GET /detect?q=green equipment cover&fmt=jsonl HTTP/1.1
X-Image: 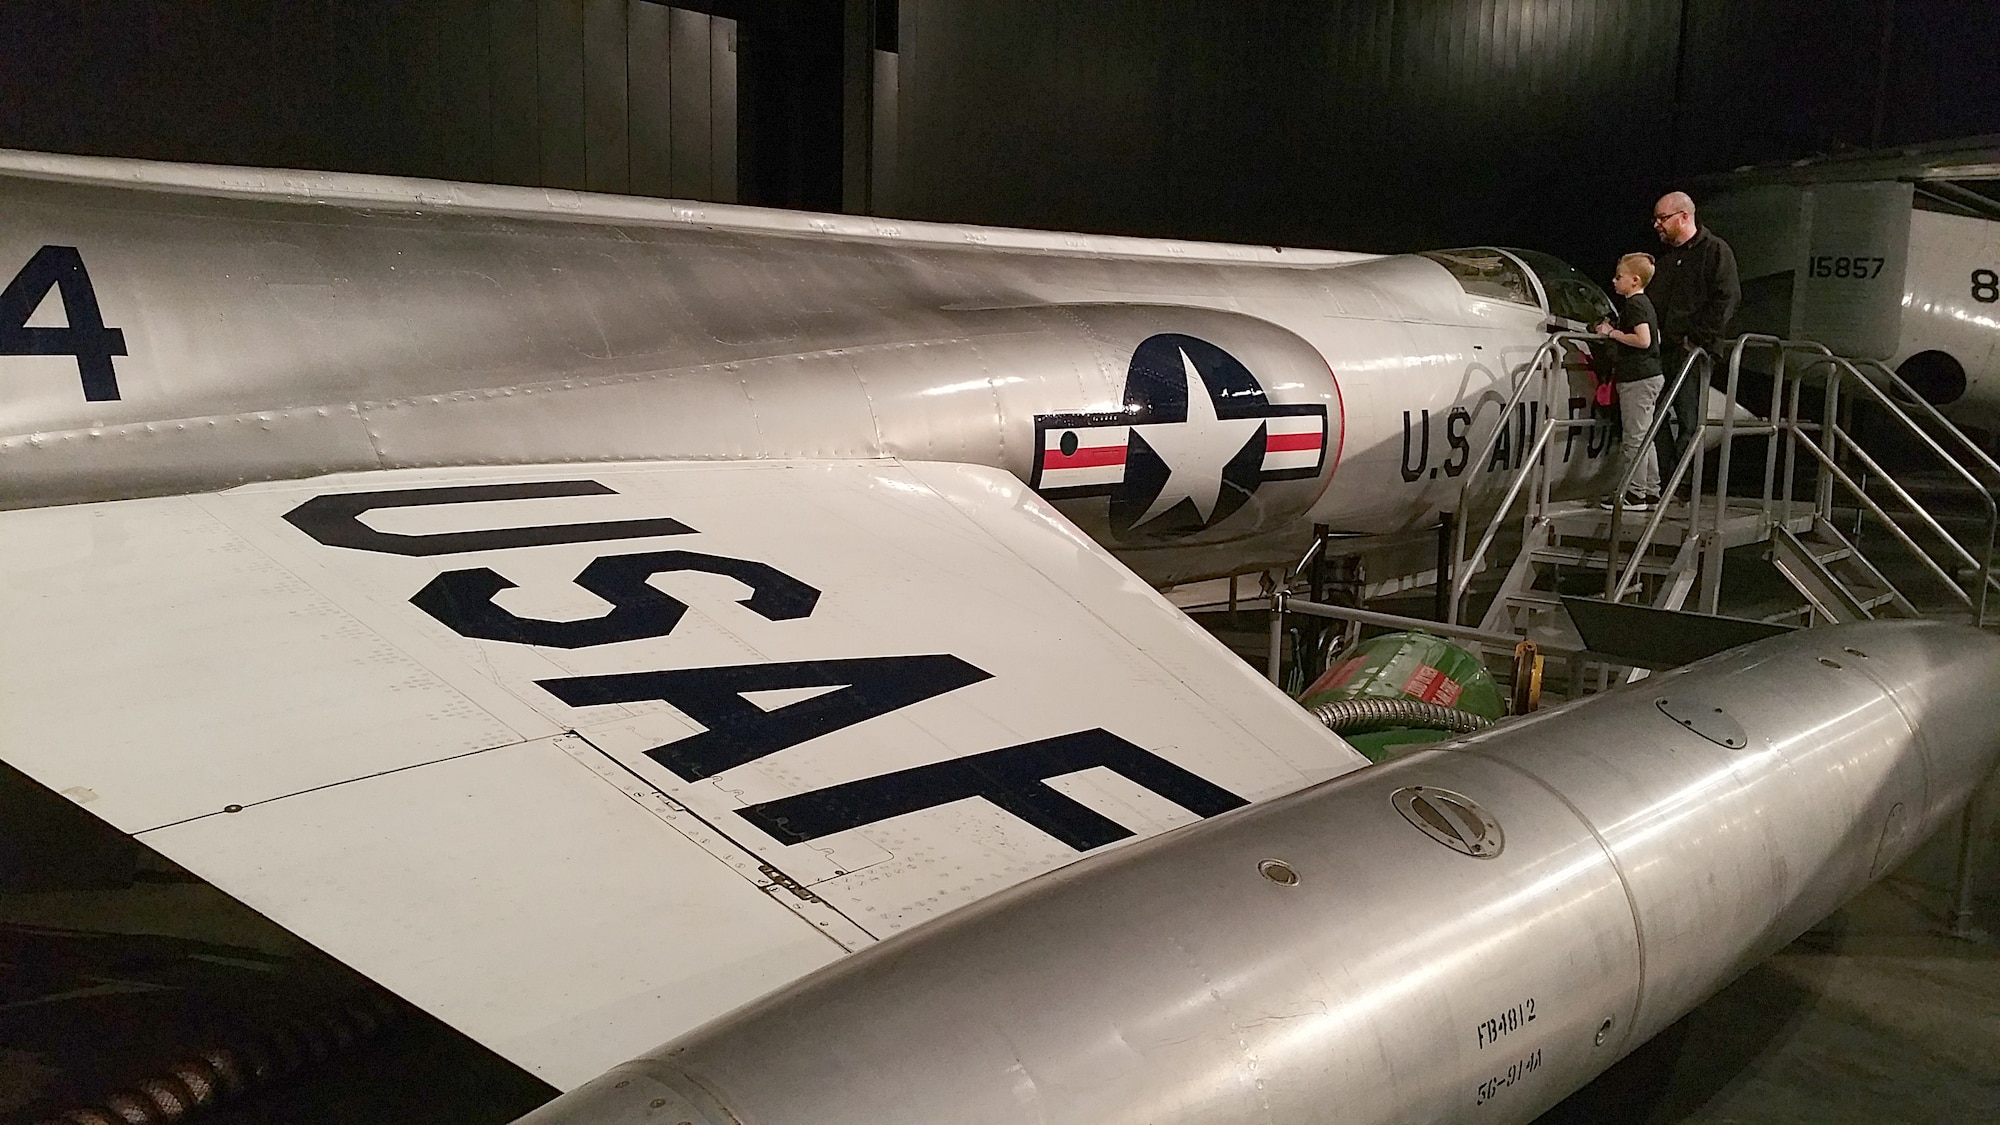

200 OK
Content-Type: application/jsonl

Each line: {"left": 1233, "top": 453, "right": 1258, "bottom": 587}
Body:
{"left": 1297, "top": 631, "right": 1503, "bottom": 760}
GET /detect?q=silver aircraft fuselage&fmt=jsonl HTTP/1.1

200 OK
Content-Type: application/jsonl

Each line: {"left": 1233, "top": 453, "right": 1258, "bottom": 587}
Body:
{"left": 522, "top": 620, "right": 2000, "bottom": 1125}
{"left": 0, "top": 151, "right": 1618, "bottom": 585}
{"left": 5, "top": 153, "right": 1999, "bottom": 1125}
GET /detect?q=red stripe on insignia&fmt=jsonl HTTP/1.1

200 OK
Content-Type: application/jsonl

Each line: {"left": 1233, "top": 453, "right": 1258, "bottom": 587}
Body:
{"left": 1264, "top": 432, "right": 1323, "bottom": 452}
{"left": 1044, "top": 445, "right": 1127, "bottom": 469}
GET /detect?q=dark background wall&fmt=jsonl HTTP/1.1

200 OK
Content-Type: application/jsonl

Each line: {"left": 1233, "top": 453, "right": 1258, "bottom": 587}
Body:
{"left": 2, "top": 0, "right": 1996, "bottom": 277}
{"left": 885, "top": 0, "right": 2000, "bottom": 274}
{"left": 0, "top": 1, "right": 744, "bottom": 203}
{"left": 896, "top": 0, "right": 1684, "bottom": 254}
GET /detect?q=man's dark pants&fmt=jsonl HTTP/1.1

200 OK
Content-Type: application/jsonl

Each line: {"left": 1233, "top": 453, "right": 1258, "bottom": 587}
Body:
{"left": 1654, "top": 344, "right": 1707, "bottom": 489}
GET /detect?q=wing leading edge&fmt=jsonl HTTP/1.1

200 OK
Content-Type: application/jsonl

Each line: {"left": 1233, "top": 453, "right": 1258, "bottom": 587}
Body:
{"left": 0, "top": 458, "right": 1363, "bottom": 1088}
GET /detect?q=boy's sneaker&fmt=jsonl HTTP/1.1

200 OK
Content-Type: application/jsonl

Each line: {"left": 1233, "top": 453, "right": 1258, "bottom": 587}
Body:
{"left": 1600, "top": 491, "right": 1657, "bottom": 511}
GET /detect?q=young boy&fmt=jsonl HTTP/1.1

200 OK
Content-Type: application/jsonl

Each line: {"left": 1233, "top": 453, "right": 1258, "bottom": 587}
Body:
{"left": 1594, "top": 253, "right": 1663, "bottom": 510}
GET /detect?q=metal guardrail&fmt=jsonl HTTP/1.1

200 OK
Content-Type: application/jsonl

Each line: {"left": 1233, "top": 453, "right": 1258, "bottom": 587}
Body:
{"left": 1272, "top": 330, "right": 2000, "bottom": 705}
{"left": 1445, "top": 331, "right": 1601, "bottom": 624}
{"left": 1436, "top": 327, "right": 2000, "bottom": 629}
{"left": 1267, "top": 593, "right": 1587, "bottom": 686}
{"left": 1803, "top": 350, "right": 1998, "bottom": 623}
{"left": 1602, "top": 346, "right": 1710, "bottom": 601}
{"left": 1602, "top": 334, "right": 1999, "bottom": 625}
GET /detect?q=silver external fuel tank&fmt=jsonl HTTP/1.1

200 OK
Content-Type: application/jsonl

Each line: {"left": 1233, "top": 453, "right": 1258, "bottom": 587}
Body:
{"left": 518, "top": 621, "right": 2000, "bottom": 1125}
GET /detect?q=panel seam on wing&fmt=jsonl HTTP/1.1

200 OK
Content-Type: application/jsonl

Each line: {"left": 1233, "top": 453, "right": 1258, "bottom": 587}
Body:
{"left": 130, "top": 735, "right": 547, "bottom": 837}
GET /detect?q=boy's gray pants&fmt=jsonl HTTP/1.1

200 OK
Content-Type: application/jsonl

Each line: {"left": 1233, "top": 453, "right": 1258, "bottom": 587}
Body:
{"left": 1617, "top": 374, "right": 1666, "bottom": 497}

• [Work instruction]:
Please print the data above in its entirety, exactly, but without any picture.

• [Answer section]:
GET /detect?q=green equipment cover&fmt=jsonl HTTP/1.1
X-Image: 

200 OK
Content-Type: application/jsonl

Each line: {"left": 1233, "top": 453, "right": 1258, "bottom": 587}
Body:
{"left": 1297, "top": 631, "right": 1503, "bottom": 760}
GET /detect?q=silver aircraft fuselage&fmt=jsonl HTTP/1.1

200 OK
Content-Type: application/jsonl

Each line: {"left": 1233, "top": 453, "right": 1258, "bottom": 587}
Body:
{"left": 522, "top": 620, "right": 2000, "bottom": 1125}
{"left": 0, "top": 151, "right": 1618, "bottom": 585}
{"left": 5, "top": 153, "right": 1999, "bottom": 1125}
GET /detect?q=red stripe on insignia&fmt=jsonl HTTP/1.1

200 OK
Content-Type: application/jsonl

Each line: {"left": 1233, "top": 453, "right": 1258, "bottom": 587}
Body:
{"left": 1264, "top": 432, "right": 1323, "bottom": 452}
{"left": 1044, "top": 445, "right": 1127, "bottom": 469}
GET /detect?q=dark background wall&fmt=jsonl HTTP/1.1

200 OK
Content-Type: application/jsonl

Each line: {"left": 1233, "top": 453, "right": 1258, "bottom": 587}
Body:
{"left": 2, "top": 0, "right": 1996, "bottom": 277}
{"left": 885, "top": 0, "right": 2000, "bottom": 274}
{"left": 0, "top": 1, "right": 744, "bottom": 203}
{"left": 896, "top": 0, "right": 1684, "bottom": 254}
GET /detect?q=man's dark pants&fmt=jsonl HTTP/1.1

200 OK
Content-Type: application/jsonl

Each line: {"left": 1233, "top": 453, "right": 1258, "bottom": 587}
Body:
{"left": 1654, "top": 344, "right": 1707, "bottom": 489}
GET /detect?q=wing leading edge&fmt=jsonl HTTP/1.1

200 OK
Content-Type: application/jsonl

Each line: {"left": 1233, "top": 453, "right": 1258, "bottom": 587}
Body:
{"left": 0, "top": 458, "right": 1363, "bottom": 1088}
GET /detect?q=boy's sneaker&fmt=jsonl HTTP/1.1

200 OK
Content-Type: application/jsonl

Each line: {"left": 1233, "top": 453, "right": 1258, "bottom": 587}
Body:
{"left": 1600, "top": 491, "right": 1657, "bottom": 511}
GET /detect?q=young boy&fmt=jsonl HTTP/1.1

200 OK
Content-Type: application/jsonl

Each line: {"left": 1233, "top": 453, "right": 1258, "bottom": 587}
Body:
{"left": 1594, "top": 253, "right": 1663, "bottom": 510}
GET /detect?q=metal guardrail&fmt=jsonl HTTP/1.1

200 OK
Content-Type: application/jsonl

Each line: {"left": 1233, "top": 453, "right": 1258, "bottom": 587}
Body:
{"left": 1272, "top": 330, "right": 2000, "bottom": 705}
{"left": 1445, "top": 331, "right": 1601, "bottom": 624}
{"left": 1436, "top": 327, "right": 2000, "bottom": 629}
{"left": 1267, "top": 593, "right": 1587, "bottom": 686}
{"left": 1803, "top": 350, "right": 1998, "bottom": 623}
{"left": 1602, "top": 346, "right": 1710, "bottom": 601}
{"left": 1602, "top": 334, "right": 1999, "bottom": 625}
GET /detect?q=silver external fuel tank&fmt=jsonl HTTP/1.1

200 OK
Content-Type: application/jsonl

Each line: {"left": 1233, "top": 453, "right": 1258, "bottom": 587}
Body:
{"left": 518, "top": 621, "right": 2000, "bottom": 1125}
GET /detect?q=panel seam on wing&fmt=jsonl HTTP/1.1

200 OK
Content-Type: application/jsonl

Each line: {"left": 1233, "top": 453, "right": 1258, "bottom": 587}
Body:
{"left": 130, "top": 735, "right": 547, "bottom": 837}
GET /detect?q=boy's gray pants&fmt=jsonl HTTP/1.1

200 OK
Content-Type: application/jsonl

Each line: {"left": 1233, "top": 453, "right": 1258, "bottom": 587}
Body:
{"left": 1617, "top": 374, "right": 1666, "bottom": 497}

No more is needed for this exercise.